PAGE EXTRACT =>
________________

UCR Hosted the California Asian Citrus Psyllid and Huanglongbing Research and Extension Summit

The bacterial plant disease is fatal to citrus

Beth Grafton-Caldwell, a research entomologist at UCR, speaks during the Oct. 4-5 California Asian Citrus Psyllid and Huanglongbing Research and Extension Summit. sean nealon

On Oct. 4 and 5, UC Riverside hosted the second California Asian Citrus Psyllid and Huanglongbing Research and Extension Summit. The summit focused on a disease that is decimating the citrus industry.

Researchers provided updates and identified gaps that need to be addressed related to Huanglongbing, also known as citrus greening disease, a bacterial plant disease fatal to citrus trees. The disease has devastated citrus trees in Asia, South America, and Florida. More recently, it has been found in Texas and California.

There were more than 20 speakers, including eight from UC Riverside: Beth Grafton-Caldwell, Matt Daugherty, Kelsey Schall, Wenbo Ma, Hailing Jin, James Ng, Chandrika Ramadugu, and Georgios Vidalakis.

Here are some facts gleaned from the speakers:

  • Among the signs that a citrus tree is infected with Huanglongbing: leaves become yellow, fruits drops easily, the juice is bitter, and the fruit is smaller.
  • An estimated 60 percent of Californians have at least one citrus tree in their yard. That accounts for an estimated 15 million trees.
  • The University of California Division of Agricultural and Natural Resources offers on online course on Asian citrus psyllid and Huanglongbing at class.ucanr.edu under the “Master Gardener Courses” section.
  • The web site citrusinsider.org has a variety of free instructional materials, including wallet cards, training videos, educational fliers, brochures, and posters available.
  • Research by Daugherty, an assistant extension specialist at UC Riverside, shows that a switch in the strategy for fighting Huanglongbing in Southern California may be needed. Instead of focusing prevention efforts on urban environments where backyard citrus trees are common he said the focus should shift to larger commercial citrus farms to cut down on farm-to-farm transmission of the disease.

________________

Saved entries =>
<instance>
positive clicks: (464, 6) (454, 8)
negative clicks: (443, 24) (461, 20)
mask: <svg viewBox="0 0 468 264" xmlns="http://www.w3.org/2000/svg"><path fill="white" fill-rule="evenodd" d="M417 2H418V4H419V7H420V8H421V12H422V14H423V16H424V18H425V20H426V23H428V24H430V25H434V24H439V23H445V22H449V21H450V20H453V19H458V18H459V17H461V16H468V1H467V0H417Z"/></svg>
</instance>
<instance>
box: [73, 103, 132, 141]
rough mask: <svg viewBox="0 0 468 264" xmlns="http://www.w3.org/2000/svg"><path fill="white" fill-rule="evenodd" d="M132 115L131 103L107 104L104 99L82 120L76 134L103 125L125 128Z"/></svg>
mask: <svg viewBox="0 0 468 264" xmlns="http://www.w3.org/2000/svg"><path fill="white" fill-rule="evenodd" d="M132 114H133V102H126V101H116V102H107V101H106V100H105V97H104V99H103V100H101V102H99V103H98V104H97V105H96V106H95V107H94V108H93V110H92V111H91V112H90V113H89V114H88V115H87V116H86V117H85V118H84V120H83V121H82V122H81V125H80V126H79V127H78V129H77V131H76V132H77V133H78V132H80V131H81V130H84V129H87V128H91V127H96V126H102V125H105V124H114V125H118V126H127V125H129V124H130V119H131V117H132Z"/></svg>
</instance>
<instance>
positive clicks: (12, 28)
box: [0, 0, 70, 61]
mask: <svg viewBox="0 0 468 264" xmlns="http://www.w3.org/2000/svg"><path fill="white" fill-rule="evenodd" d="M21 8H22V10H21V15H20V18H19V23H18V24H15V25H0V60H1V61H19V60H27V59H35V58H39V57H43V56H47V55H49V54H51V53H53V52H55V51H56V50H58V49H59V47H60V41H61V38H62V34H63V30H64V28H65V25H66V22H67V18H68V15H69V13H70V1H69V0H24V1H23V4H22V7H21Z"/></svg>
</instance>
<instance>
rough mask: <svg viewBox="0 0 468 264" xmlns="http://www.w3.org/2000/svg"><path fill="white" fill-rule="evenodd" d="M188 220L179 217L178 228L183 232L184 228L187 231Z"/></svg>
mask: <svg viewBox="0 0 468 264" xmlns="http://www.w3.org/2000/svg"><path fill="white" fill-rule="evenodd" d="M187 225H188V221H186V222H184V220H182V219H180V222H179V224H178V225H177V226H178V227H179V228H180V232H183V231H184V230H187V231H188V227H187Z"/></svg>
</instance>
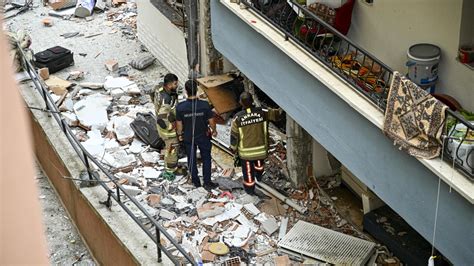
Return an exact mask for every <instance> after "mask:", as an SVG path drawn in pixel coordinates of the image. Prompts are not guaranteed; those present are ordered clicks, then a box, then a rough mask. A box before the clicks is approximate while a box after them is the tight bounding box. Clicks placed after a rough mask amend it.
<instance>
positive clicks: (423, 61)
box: [406, 43, 441, 86]
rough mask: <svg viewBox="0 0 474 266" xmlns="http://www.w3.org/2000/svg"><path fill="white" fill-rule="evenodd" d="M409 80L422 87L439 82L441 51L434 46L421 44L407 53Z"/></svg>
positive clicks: (413, 48)
mask: <svg viewBox="0 0 474 266" xmlns="http://www.w3.org/2000/svg"><path fill="white" fill-rule="evenodd" d="M407 56H408V61H407V63H406V65H407V67H408V78H409V79H410V80H411V81H413V82H415V83H416V84H418V85H420V86H428V85H433V86H434V84H435V83H436V81H437V80H438V66H439V59H440V58H441V49H440V48H439V47H438V46H436V45H433V44H428V43H419V44H415V45H412V46H411V47H410V48H409V49H408V51H407Z"/></svg>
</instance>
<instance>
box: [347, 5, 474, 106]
mask: <svg viewBox="0 0 474 266" xmlns="http://www.w3.org/2000/svg"><path fill="white" fill-rule="evenodd" d="M464 2H466V4H465V5H464V9H465V10H464V11H466V13H467V14H468V15H467V16H466V19H469V20H470V21H471V22H474V19H473V18H474V16H473V12H474V9H472V7H473V5H474V4H472V3H473V1H472V0H464ZM467 2H471V4H467ZM468 7H470V8H471V11H467V8H468ZM462 9H463V0H397V1H393V0H375V1H374V3H373V5H372V6H369V5H367V4H364V3H362V1H360V0H358V1H356V5H355V6H354V12H353V17H352V25H351V29H350V32H349V35H348V36H349V37H350V38H351V39H352V40H354V41H355V42H356V43H358V44H360V45H361V46H362V47H364V48H365V49H366V50H368V51H370V52H371V53H372V54H374V55H375V56H376V57H378V58H379V59H380V60H382V61H383V62H385V63H386V64H388V65H389V66H391V67H393V68H394V69H396V70H399V71H401V72H402V73H406V72H407V68H406V67H405V62H406V51H407V49H408V48H409V47H410V46H411V45H412V44H415V43H421V42H426V43H432V44H435V45H438V46H439V47H440V48H441V50H442V55H441V58H442V59H441V64H440V70H439V71H440V72H439V78H440V81H439V83H438V85H437V91H438V92H442V93H447V94H450V95H452V96H453V97H455V98H456V99H457V100H458V101H459V102H460V103H461V104H462V105H463V106H464V107H465V108H466V109H469V110H471V111H474V85H473V84H474V71H473V70H471V69H469V68H467V67H466V66H464V65H462V64H461V63H459V62H458V61H456V57H457V52H458V48H459V41H460V31H461V14H462V11H463V10H462ZM466 27H467V28H469V29H470V30H472V29H473V28H474V27H473V24H472V23H471V24H470V25H469V24H466Z"/></svg>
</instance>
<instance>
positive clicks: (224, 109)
mask: <svg viewBox="0 0 474 266" xmlns="http://www.w3.org/2000/svg"><path fill="white" fill-rule="evenodd" d="M233 80H234V78H232V77H231V76H229V75H219V76H208V77H204V78H200V79H198V80H197V81H198V83H199V84H200V85H201V88H202V90H203V91H204V92H205V93H206V95H207V97H208V98H209V102H211V103H212V105H213V106H214V108H215V109H216V112H217V113H218V114H223V113H227V112H230V111H233V110H235V109H237V108H239V103H238V102H237V101H236V100H235V94H234V92H233V91H231V90H229V89H225V88H223V85H225V84H226V83H229V82H231V81H233Z"/></svg>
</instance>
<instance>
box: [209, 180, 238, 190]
mask: <svg viewBox="0 0 474 266" xmlns="http://www.w3.org/2000/svg"><path fill="white" fill-rule="evenodd" d="M216 183H217V184H218V185H219V188H221V189H223V190H233V189H243V188H244V186H243V185H242V182H239V181H236V180H232V179H230V178H225V177H221V178H217V179H216Z"/></svg>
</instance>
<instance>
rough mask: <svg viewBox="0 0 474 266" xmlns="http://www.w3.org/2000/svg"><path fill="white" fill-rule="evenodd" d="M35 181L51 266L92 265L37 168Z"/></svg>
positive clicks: (70, 224) (88, 255) (58, 204)
mask: <svg viewBox="0 0 474 266" xmlns="http://www.w3.org/2000/svg"><path fill="white" fill-rule="evenodd" d="M36 181H37V185H38V190H39V194H40V196H39V198H40V202H41V207H42V211H43V222H44V227H45V230H46V239H47V241H48V249H49V253H48V256H49V260H50V263H51V264H52V265H84V266H85V265H96V264H95V263H94V259H93V258H92V257H91V255H90V253H89V251H88V250H87V248H86V246H85V245H84V242H83V241H82V239H81V237H80V236H79V234H78V232H77V230H76V227H75V226H74V225H73V224H72V222H71V220H70V219H69V217H68V215H67V213H66V210H65V209H64V207H63V205H62V204H61V202H60V200H59V198H58V196H57V195H56V192H55V191H54V189H53V188H52V187H51V184H50V183H49V181H48V178H47V177H46V176H45V175H44V173H43V171H42V170H41V169H40V168H39V167H37V171H36Z"/></svg>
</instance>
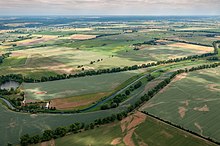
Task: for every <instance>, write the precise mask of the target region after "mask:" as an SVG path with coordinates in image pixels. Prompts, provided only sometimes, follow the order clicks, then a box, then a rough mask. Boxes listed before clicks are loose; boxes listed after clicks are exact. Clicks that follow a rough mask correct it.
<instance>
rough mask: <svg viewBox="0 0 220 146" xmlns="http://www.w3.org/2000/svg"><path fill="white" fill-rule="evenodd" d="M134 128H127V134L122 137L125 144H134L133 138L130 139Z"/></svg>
mask: <svg viewBox="0 0 220 146" xmlns="http://www.w3.org/2000/svg"><path fill="white" fill-rule="evenodd" d="M134 130H135V128H133V129H131V130H129V131H128V132H127V134H126V135H125V136H124V138H123V142H124V143H125V145H126V146H135V144H134V142H133V140H132V135H133V133H134Z"/></svg>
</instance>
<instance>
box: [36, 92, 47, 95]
mask: <svg viewBox="0 0 220 146" xmlns="http://www.w3.org/2000/svg"><path fill="white" fill-rule="evenodd" d="M34 94H40V95H44V94H47V92H46V91H40V92H34Z"/></svg>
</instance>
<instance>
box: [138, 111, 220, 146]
mask: <svg viewBox="0 0 220 146" xmlns="http://www.w3.org/2000/svg"><path fill="white" fill-rule="evenodd" d="M142 112H143V113H144V114H146V115H148V116H151V117H153V118H155V119H157V120H160V121H162V122H164V123H166V124H168V125H172V126H174V127H176V128H179V129H181V130H184V131H186V132H189V133H191V134H193V135H196V136H198V137H200V138H202V139H206V140H208V141H211V142H213V143H215V144H217V145H220V142H218V141H215V140H214V139H212V138H210V137H205V136H203V135H200V134H198V133H196V132H194V131H191V130H189V129H186V128H184V127H183V126H180V125H176V124H174V123H172V122H170V121H166V120H164V119H161V118H159V117H157V116H155V115H152V114H149V113H148V112H145V111H142Z"/></svg>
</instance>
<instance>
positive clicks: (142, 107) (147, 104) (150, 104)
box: [140, 102, 165, 110]
mask: <svg viewBox="0 0 220 146" xmlns="http://www.w3.org/2000/svg"><path fill="white" fill-rule="evenodd" d="M163 103H165V102H159V103H152V102H147V103H146V104H144V105H143V106H142V107H141V108H140V110H142V109H143V110H144V109H147V108H151V107H154V106H157V105H160V104H163Z"/></svg>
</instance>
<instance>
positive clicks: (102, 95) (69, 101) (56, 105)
mask: <svg viewBox="0 0 220 146" xmlns="http://www.w3.org/2000/svg"><path fill="white" fill-rule="evenodd" d="M109 94H110V93H97V94H94V95H91V97H88V98H82V99H80V98H78V97H77V96H76V97H72V98H56V99H53V100H51V103H50V107H56V108H57V109H60V110H67V109H74V108H77V107H80V106H86V105H90V104H92V103H94V102H96V101H97V100H99V99H100V98H102V97H104V96H106V95H109ZM74 98H75V99H74Z"/></svg>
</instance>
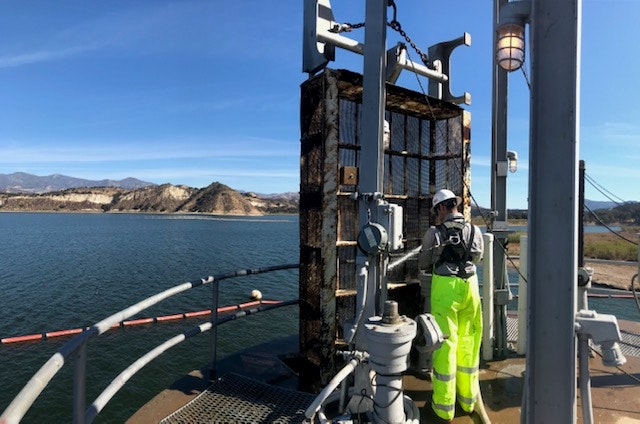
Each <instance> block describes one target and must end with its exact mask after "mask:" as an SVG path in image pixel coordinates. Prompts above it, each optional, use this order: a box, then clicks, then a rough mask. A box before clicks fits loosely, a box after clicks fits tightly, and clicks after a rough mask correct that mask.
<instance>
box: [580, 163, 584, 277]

________________

ASSIGNMENT =>
Copy the summit article from the words "On Oct. 4 and" through "the citrus industry.", changing "decimating" to "ravaging".

ANSWER TO THE EXERCISE =>
On Oct. 4 and 5, UC Riverside hosted the second California Asian Citrus Psyllid and Huanglongbing Research and Extension Summit. The summit focused on a disease that is ravaging the citrus industry.